- Instruksi Kerja
Salin secara persis bagian teks tentang kepesertaan BPJS Kesehatan, mulai dari "Rakyat harus disadarkan" hingga dan termasuk "di Rumah Sakit.".

Rakyat harus disadarkan bahwa dengan hanya membayar iuran  perbulan mereka telah mendapat jaminan pelayanan kesehatan paripurna.  Artinya ketika mereka atau anggota keluarga jatuh sakit tidak perlu lagi buru buru mencari kartu BPJS.  Mereka bisa segera dilayani dimana mereka suka tanpa sedikitpun di kenakan biaya.

Selain itu harus di kondisikan warga merasa lebih tenang dan aman serta nyaman ketika telah memiliki kartu peserta BPJS Kesehatan. Artinya  kepemilikan kartu itu sebagai jaminan kesehatan yang bisa dipercaya membantu ketika mereka sakit.

Warga juga harus diberi pemahaman bahwa dengan kepersertaan menjadi anggota BPJS mereka telah ikut menolong saudara saudaranya se-bangsa dan se -tanah air dari kesulitan pembiayaan pengobatan dan perawatan di Rumah Sakit.

- Kumpulan Data
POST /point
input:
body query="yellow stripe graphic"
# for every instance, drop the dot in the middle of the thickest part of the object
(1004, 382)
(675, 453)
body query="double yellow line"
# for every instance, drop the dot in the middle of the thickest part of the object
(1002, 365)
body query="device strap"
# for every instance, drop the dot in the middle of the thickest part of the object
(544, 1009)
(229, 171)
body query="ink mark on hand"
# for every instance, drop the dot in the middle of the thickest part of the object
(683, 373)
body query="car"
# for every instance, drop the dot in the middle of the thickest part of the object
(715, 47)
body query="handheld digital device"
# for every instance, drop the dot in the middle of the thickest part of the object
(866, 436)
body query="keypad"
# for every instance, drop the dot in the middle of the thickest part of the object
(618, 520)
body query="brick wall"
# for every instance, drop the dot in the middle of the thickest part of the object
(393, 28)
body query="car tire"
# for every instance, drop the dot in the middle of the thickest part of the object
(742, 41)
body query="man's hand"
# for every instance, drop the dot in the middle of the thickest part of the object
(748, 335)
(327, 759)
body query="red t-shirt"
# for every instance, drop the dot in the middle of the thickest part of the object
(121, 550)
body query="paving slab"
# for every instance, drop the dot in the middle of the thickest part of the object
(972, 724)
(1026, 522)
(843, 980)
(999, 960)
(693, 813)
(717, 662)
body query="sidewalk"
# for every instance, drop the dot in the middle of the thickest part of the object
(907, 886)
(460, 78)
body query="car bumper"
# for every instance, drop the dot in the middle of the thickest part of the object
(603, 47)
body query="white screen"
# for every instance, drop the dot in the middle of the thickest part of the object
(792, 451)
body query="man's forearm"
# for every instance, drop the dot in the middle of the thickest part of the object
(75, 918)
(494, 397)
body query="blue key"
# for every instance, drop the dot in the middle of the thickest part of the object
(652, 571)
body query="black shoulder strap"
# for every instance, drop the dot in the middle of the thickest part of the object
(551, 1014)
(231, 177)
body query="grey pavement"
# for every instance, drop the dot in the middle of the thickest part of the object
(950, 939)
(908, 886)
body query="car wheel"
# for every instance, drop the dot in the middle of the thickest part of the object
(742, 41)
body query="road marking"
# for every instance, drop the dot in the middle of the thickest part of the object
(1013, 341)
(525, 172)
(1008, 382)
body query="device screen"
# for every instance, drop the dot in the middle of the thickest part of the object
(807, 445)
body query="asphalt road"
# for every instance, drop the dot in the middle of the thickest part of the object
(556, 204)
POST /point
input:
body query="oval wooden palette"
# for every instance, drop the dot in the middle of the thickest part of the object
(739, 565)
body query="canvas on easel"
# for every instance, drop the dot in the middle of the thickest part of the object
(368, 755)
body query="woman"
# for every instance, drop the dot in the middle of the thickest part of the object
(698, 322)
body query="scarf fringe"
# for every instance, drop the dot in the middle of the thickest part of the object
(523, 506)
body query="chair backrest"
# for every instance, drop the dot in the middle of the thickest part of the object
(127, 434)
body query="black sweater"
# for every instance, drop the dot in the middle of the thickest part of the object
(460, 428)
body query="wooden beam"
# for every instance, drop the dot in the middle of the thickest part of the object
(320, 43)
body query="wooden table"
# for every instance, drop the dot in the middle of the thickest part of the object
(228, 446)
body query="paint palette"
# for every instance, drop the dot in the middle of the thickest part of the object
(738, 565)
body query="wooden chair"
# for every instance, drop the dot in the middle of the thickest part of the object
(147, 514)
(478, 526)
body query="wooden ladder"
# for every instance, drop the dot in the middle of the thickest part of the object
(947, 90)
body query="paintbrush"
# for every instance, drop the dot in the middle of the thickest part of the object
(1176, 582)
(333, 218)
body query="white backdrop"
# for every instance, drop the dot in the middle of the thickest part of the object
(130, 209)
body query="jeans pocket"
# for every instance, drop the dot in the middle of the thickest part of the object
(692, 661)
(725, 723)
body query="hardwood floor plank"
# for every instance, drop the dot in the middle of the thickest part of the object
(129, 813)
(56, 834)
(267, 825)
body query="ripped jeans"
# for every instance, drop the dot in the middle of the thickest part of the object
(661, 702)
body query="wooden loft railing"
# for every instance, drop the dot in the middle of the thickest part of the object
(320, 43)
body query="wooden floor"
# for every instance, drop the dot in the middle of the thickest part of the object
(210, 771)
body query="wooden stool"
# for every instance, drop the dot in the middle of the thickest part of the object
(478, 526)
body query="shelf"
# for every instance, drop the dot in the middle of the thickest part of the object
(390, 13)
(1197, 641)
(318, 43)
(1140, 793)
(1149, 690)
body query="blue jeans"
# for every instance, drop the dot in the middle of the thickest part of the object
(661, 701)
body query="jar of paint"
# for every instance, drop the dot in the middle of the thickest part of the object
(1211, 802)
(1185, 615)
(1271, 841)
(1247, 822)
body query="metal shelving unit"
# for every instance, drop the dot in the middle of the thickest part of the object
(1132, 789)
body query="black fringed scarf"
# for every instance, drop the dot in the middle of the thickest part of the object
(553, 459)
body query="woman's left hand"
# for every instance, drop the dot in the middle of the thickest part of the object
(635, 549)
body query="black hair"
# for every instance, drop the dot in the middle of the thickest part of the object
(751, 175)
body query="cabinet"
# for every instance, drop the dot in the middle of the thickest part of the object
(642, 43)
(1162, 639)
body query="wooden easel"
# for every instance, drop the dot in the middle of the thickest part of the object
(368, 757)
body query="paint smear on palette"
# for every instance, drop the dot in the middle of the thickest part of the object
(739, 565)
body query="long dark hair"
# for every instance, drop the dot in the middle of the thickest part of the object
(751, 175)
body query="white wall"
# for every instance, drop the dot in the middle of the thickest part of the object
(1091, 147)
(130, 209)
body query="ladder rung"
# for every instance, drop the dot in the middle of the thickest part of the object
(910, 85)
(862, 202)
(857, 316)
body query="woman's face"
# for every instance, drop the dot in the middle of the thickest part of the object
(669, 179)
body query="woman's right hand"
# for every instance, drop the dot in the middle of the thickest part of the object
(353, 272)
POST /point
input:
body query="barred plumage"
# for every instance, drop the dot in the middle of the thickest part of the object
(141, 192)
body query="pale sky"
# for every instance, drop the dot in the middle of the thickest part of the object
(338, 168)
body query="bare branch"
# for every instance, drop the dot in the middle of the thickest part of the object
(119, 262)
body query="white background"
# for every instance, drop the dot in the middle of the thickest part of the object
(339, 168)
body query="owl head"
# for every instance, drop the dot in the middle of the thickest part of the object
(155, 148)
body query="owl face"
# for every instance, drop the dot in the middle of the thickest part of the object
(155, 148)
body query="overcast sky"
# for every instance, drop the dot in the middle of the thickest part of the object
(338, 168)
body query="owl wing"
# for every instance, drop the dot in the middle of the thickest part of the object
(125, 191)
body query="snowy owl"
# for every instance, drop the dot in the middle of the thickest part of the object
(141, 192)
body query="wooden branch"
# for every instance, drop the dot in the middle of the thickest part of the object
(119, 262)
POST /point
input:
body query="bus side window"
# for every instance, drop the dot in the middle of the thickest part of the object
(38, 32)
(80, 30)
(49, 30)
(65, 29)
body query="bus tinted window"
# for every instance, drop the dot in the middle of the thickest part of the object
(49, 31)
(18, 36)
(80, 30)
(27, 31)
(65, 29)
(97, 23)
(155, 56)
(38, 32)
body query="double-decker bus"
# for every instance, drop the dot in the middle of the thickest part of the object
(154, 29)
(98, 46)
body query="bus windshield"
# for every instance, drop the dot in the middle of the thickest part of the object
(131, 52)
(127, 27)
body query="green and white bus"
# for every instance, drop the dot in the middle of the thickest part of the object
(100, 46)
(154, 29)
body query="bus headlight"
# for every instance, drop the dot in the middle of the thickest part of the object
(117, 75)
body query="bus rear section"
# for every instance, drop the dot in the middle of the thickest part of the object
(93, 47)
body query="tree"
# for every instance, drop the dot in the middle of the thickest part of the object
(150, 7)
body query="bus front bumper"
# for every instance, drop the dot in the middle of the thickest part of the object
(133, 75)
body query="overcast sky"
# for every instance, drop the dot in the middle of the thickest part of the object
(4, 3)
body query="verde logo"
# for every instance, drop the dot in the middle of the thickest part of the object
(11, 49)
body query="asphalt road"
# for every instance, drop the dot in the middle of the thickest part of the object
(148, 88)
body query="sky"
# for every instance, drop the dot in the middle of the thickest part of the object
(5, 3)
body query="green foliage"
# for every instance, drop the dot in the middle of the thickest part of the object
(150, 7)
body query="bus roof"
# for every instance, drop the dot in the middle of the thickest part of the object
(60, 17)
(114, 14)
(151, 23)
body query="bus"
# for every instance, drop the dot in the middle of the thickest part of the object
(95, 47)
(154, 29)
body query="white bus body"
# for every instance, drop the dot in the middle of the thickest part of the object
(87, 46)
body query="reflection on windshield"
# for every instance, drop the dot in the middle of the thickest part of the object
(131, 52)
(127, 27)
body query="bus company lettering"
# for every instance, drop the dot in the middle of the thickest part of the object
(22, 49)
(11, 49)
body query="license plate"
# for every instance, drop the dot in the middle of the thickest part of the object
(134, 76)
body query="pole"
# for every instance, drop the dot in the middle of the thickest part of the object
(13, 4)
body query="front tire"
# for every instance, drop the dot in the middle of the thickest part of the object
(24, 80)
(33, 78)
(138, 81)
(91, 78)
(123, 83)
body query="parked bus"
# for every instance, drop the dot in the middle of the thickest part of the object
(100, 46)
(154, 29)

- Tanggapan
Rakyat harus disadarkan bahwa dengan hanya membayar iuran  perbulan mereka telah mendapat jaminan pelayanan kesehatan paripurna.  Artinya ketika mereka atau anggota keluarga jatuh sakit tidak perlu lagi buru buru mencari kartu BPJS.  Mereka bisa segera dilayani dimana mereka suka tanpa sedikitpun di kenakan biaya.

Selain itu harus di kondisikan warga merasa lebih tenang dan aman serta nyaman ketika telah memiliki kartu peserta BPJS Kesehatan. Artinya  kepemilikan kartu itu sebagai jaminan kesehatan yang bisa dipercaya membantu ketika mereka sakit.

Warga juga harus diberi pemahaman bahwa dengan kepersertaan menjadi anggota BPJS mereka telah ikut menolong saudara saudaranya se-bangsa dan se -tanah air dari kesulitan pembiayaan pengobatan dan perawatan di Rumah Sakit.